**TESTO CITATO:**
•••••

Ad onta delle premesse, quella spaghettata fu un successo memorabile. E non solo per la fame dei miei ospiti. Quel giorno capii che il costo delle merci non sempre è proporzionale al proprio valore e che non è vero che molti prodotti sono famosi perché sono buoni. Anzi, più spesso sono famosi (e costosi) solo a causa della pubblicità. E da allora per molti anni alla fine dell’estate presi l’abitudine di tornare in negozio da Lorenzo per fare la scorta invernale dei Pici Puglisi, introvabili a Palermo. Oggi la Pasta Puglisi (niente a che vedere con il nostro Roberto) non esiste più sugli scaffali dei negozi e sulle mense dei siciliani. E purtroppo ieri ho appreso che rischia di chiudere un altro pastificio siciliano di qualità: il Tomasello di Casteldaccia cui mi convertii dopo quella esperienza. Lo stesso che produce gli anelletti per la Barilla che poi i consumatori acquistano a un prezzo più alto sobbarcandosi le spese del doppio trasporto e della pubblicità insulsa che ci mostra divi del cinema che rovesciano fette biscottate sempre dallo stesso lato e manager con i fusilli nella giacca.

•••••

Voci per l'etichettatura dei riquadri di delimitazione
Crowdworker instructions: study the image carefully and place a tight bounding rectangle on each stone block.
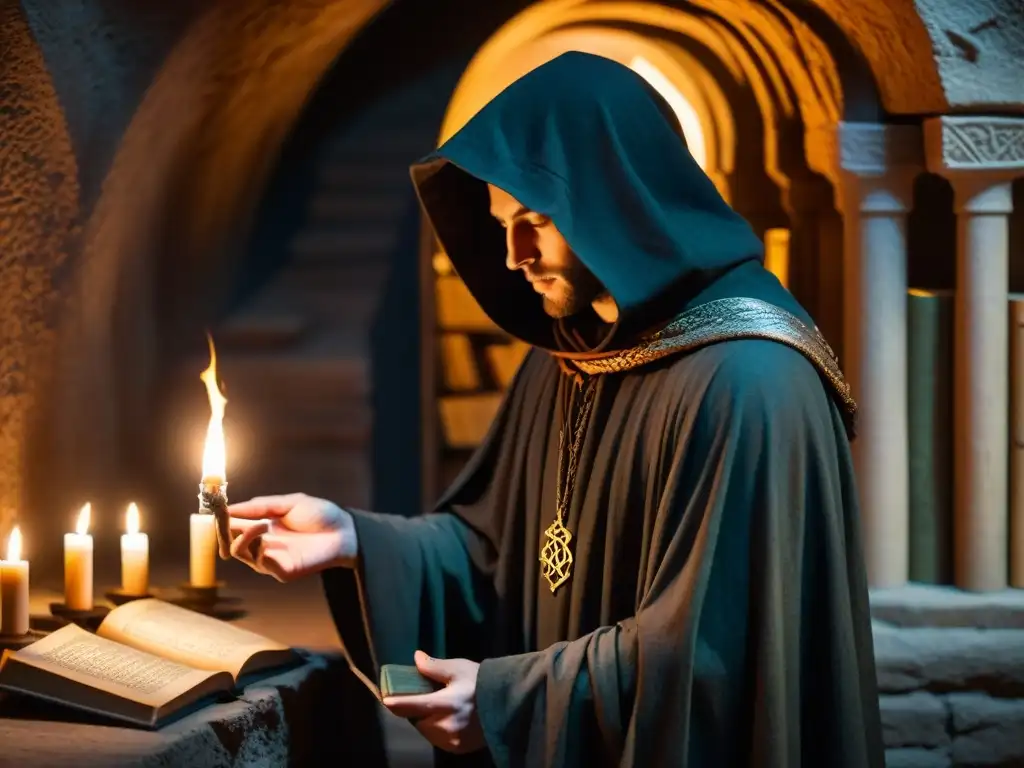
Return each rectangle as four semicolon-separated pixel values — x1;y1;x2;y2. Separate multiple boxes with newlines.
870;584;1024;630
874;623;1024;697
886;746;953;768
879;691;949;748
946;692;1024;768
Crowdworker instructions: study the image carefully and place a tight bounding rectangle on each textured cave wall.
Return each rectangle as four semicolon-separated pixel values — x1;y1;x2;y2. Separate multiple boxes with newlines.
9;0;395;563
22;0;207;217
0;0;1024;573
914;0;1024;113
0;3;80;552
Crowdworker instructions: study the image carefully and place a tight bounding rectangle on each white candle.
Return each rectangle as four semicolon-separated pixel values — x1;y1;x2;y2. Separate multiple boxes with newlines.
121;502;150;596
188;336;227;587
188;514;217;587
0;525;29;635
65;503;93;610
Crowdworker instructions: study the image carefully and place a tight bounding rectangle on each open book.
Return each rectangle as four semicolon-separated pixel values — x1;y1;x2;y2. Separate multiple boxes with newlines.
0;599;298;728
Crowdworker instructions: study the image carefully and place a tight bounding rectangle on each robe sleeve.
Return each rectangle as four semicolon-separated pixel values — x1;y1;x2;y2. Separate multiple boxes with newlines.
476;342;882;768
324;510;493;696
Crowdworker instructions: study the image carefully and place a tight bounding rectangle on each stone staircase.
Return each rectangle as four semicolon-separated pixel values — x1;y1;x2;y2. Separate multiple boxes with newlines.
165;76;449;507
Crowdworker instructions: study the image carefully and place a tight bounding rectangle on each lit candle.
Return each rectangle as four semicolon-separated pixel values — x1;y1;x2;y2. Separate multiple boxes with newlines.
188;512;217;587
121;502;150;596
0;525;29;636
188;337;227;587
65;503;92;610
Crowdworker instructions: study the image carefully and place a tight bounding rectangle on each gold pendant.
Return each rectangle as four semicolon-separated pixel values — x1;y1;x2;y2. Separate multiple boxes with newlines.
541;519;572;594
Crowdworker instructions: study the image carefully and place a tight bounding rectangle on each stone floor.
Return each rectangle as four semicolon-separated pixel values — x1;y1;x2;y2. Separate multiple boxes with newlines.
871;585;1024;768
24;562;433;768
19;563;1024;768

•••••

**CONSEGNA:** Riassumi in due frasi il brano sulla pasta siciliana.

**RISPOSTA:** Dopo una spaghettata riuscita, chi scrive capisce che il costo delle merci non è sempre proporzionale al loro valore e che molti prodotti sono famosi (e costosi) spesso solo per la pubblicità, e per anni fa scorta dei Pici Puglisi, introvabili a Palermo. Oggi la Pasta Puglisi non si trova più nei negozi, e ora rischia di chiudere anche il pastificio Tomasello di Casteldaccia, che produce per la Barilla gli anelletti poi acquistati dai consumatori a un prezzo più alto.